Working data Block Start

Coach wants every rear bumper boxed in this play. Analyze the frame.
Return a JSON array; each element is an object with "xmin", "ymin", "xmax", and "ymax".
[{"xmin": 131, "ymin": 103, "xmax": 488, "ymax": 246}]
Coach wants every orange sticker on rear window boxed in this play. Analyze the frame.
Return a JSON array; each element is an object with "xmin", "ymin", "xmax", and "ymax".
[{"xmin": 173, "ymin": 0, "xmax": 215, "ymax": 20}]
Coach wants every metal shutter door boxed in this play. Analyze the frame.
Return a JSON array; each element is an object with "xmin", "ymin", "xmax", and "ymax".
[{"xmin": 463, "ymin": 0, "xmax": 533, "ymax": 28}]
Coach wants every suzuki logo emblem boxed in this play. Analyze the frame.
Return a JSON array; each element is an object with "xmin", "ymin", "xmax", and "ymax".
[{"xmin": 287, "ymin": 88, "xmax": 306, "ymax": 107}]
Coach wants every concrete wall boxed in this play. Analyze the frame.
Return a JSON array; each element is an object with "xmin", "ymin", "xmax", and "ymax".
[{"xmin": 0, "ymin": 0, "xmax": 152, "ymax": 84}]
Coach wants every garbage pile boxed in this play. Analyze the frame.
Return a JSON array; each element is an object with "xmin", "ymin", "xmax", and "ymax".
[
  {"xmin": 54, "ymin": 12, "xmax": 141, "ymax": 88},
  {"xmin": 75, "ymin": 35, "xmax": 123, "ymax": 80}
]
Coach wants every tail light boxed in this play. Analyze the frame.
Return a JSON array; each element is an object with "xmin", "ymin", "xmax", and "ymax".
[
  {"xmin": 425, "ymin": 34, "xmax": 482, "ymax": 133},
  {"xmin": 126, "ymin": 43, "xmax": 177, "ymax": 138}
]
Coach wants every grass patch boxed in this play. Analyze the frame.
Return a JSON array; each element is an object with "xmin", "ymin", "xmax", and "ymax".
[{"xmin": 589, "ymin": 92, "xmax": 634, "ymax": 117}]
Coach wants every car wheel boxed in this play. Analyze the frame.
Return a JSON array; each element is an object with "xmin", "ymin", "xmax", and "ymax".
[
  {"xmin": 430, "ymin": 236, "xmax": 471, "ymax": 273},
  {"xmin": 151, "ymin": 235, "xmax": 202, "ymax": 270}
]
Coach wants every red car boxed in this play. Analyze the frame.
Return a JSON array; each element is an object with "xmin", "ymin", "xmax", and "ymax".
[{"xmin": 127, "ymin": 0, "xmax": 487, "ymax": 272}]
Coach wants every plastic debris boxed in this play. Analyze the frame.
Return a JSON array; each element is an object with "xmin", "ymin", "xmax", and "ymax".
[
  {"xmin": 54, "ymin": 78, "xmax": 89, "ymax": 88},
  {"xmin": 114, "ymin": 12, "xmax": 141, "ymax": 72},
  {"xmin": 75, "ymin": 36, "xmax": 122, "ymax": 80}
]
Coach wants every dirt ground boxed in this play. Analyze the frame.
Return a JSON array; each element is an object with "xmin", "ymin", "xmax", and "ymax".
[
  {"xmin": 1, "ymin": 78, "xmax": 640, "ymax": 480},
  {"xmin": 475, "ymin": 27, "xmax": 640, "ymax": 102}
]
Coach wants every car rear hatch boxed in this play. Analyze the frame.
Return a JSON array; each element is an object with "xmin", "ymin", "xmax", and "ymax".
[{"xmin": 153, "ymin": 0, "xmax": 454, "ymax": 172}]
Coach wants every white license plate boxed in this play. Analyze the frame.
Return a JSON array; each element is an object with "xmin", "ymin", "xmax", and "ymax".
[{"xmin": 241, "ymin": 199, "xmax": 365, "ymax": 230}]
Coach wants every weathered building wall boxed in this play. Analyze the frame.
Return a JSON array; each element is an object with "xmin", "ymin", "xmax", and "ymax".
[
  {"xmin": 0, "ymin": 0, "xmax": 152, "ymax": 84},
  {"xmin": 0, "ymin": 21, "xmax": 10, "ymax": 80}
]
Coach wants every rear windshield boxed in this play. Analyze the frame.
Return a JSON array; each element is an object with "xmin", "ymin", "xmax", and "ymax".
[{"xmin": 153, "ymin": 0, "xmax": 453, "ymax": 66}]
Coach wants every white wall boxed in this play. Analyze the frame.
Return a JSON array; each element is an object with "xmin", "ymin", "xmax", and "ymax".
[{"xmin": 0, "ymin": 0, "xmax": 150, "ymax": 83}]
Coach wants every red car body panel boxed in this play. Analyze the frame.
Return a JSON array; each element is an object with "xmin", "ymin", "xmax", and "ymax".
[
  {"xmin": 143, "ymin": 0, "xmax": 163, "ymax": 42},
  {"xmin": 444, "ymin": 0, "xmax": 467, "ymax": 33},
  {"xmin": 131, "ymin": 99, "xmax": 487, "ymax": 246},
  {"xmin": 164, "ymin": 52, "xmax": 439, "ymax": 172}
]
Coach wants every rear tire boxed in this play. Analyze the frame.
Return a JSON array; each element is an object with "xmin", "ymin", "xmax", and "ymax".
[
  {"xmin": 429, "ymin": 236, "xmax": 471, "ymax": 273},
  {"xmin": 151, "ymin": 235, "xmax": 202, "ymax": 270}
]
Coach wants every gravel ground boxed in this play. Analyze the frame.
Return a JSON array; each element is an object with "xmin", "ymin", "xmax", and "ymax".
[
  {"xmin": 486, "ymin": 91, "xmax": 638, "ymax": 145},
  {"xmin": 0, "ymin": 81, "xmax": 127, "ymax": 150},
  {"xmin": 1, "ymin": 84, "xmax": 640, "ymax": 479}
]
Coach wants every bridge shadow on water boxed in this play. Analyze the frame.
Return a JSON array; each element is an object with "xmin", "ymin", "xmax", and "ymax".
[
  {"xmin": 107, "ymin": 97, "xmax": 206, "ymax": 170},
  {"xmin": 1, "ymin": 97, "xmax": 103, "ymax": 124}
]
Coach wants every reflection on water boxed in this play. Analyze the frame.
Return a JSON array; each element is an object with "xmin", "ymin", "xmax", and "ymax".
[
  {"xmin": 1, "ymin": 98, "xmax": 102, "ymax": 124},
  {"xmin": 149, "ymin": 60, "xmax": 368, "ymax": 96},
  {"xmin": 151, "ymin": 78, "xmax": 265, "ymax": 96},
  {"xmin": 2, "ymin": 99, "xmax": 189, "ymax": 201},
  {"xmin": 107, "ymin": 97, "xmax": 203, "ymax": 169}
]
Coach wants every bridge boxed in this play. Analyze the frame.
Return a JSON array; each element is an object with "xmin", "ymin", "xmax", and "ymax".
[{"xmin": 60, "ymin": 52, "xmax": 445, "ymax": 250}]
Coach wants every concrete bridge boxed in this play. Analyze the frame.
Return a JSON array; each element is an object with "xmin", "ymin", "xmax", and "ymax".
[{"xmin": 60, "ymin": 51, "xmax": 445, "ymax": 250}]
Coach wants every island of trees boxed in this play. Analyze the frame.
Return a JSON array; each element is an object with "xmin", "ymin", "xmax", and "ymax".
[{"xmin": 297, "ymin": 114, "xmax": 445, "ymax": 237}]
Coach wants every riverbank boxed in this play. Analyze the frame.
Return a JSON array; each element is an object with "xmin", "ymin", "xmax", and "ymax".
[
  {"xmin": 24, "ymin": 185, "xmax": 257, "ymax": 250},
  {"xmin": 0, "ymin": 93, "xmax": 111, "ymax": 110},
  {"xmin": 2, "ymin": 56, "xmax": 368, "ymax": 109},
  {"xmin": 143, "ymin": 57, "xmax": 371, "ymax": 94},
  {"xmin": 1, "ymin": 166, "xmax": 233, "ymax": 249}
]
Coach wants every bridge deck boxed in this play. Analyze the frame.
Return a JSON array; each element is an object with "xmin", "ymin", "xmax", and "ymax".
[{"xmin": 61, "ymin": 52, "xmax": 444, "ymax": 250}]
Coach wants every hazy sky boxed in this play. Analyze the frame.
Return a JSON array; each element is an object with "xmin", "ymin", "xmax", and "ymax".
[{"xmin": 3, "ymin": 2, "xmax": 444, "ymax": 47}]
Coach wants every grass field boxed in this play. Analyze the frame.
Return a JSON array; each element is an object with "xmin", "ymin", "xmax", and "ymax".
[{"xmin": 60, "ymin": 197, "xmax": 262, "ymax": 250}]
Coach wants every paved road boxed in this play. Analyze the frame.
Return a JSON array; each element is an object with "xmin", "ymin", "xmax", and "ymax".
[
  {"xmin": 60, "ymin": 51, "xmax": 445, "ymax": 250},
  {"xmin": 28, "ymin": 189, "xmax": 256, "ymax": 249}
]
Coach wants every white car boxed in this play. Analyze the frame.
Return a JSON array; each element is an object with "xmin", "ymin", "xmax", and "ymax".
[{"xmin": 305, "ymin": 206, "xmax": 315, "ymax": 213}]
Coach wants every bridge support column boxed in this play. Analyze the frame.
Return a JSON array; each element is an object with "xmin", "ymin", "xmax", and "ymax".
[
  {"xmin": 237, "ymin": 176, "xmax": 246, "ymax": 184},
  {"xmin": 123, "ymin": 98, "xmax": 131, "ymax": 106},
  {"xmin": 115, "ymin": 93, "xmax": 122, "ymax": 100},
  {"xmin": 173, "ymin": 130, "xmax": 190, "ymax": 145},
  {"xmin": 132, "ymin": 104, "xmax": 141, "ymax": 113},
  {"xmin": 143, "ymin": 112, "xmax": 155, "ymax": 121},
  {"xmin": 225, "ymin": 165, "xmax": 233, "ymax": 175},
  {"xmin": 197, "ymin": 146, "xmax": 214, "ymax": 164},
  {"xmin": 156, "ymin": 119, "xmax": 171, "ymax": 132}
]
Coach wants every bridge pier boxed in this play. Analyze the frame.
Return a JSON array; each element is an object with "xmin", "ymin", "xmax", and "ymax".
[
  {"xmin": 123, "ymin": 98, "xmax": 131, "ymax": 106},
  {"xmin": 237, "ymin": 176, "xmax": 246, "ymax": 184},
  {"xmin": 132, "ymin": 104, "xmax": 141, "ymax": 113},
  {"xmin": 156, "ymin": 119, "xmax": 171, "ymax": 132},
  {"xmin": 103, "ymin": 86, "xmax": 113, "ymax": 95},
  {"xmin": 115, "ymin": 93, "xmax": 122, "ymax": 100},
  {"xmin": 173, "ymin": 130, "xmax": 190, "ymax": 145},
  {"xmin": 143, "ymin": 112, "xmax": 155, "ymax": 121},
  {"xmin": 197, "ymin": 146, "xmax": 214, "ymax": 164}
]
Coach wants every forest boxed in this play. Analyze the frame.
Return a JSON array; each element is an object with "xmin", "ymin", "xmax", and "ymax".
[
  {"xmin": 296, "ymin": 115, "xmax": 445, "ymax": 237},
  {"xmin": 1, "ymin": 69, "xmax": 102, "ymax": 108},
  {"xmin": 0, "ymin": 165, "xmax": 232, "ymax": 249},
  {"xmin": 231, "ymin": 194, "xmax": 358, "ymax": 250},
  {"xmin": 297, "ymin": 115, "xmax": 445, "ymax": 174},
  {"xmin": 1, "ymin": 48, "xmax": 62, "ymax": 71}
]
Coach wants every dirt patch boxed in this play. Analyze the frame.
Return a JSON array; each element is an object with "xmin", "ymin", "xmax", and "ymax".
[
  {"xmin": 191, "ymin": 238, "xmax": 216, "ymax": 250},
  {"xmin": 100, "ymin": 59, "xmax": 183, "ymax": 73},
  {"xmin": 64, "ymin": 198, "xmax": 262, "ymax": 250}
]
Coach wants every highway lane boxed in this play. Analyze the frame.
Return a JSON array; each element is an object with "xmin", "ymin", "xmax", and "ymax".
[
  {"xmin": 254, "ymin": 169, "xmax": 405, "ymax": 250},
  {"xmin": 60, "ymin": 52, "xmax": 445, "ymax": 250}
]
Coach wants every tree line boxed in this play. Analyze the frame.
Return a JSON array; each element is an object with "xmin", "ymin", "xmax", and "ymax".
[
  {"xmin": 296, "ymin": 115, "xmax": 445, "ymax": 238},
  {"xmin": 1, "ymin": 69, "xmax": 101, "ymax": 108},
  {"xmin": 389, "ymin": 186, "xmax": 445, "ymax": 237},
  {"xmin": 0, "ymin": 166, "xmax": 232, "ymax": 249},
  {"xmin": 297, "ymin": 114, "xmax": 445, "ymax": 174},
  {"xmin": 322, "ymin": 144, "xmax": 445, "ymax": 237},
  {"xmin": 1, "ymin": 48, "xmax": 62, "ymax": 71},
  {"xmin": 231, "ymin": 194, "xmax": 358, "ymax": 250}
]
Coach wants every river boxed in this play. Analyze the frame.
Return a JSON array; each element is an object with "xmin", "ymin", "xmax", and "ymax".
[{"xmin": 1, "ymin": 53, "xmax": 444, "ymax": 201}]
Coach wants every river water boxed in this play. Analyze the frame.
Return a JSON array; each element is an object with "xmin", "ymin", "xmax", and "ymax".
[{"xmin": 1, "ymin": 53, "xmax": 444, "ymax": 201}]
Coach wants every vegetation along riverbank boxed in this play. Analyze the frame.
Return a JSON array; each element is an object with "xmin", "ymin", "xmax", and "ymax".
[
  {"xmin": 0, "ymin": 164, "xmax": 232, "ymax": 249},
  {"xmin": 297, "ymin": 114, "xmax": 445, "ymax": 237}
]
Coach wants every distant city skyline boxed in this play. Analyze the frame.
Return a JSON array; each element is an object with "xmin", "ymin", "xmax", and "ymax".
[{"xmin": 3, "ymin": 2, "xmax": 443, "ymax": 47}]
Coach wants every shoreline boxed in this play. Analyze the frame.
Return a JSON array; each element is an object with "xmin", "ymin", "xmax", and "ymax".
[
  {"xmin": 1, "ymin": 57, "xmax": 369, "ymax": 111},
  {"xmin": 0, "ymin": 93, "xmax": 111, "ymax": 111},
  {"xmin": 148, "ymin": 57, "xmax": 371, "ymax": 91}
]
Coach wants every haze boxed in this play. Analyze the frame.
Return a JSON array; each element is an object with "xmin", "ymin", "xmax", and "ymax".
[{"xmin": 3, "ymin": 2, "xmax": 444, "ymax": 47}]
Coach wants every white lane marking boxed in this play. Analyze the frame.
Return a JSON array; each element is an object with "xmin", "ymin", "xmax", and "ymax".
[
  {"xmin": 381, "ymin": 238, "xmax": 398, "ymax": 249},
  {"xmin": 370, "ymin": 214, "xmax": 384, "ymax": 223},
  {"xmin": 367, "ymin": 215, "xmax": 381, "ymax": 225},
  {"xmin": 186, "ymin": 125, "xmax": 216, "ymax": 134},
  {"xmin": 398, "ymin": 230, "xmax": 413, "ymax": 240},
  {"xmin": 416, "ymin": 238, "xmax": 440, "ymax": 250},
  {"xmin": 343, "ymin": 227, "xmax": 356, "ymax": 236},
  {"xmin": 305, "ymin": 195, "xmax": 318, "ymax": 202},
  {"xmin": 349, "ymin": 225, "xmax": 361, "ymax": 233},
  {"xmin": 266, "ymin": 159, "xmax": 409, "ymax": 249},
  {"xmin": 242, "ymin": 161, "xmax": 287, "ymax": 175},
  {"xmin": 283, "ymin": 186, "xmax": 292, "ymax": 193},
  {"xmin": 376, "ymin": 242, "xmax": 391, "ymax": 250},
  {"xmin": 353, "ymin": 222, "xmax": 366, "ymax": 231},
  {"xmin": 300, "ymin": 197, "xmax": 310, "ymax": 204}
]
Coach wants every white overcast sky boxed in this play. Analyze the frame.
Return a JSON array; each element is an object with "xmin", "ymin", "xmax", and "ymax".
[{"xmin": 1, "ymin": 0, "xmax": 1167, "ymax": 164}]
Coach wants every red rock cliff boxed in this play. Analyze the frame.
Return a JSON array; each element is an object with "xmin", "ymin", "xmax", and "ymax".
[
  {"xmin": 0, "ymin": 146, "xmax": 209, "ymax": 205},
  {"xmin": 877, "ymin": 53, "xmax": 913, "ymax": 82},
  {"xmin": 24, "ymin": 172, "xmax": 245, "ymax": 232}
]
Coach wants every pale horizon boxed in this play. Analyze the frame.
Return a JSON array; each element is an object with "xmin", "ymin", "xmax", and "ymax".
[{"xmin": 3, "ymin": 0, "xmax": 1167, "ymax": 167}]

Working data Block End

Task statement = Copy all lines from the entries that contain the word "grass".

Reply =
Coach wants every grass patch boxed in this play. Analyze the frame.
Coach wants every grass field boxed in this play. Analyze the frame.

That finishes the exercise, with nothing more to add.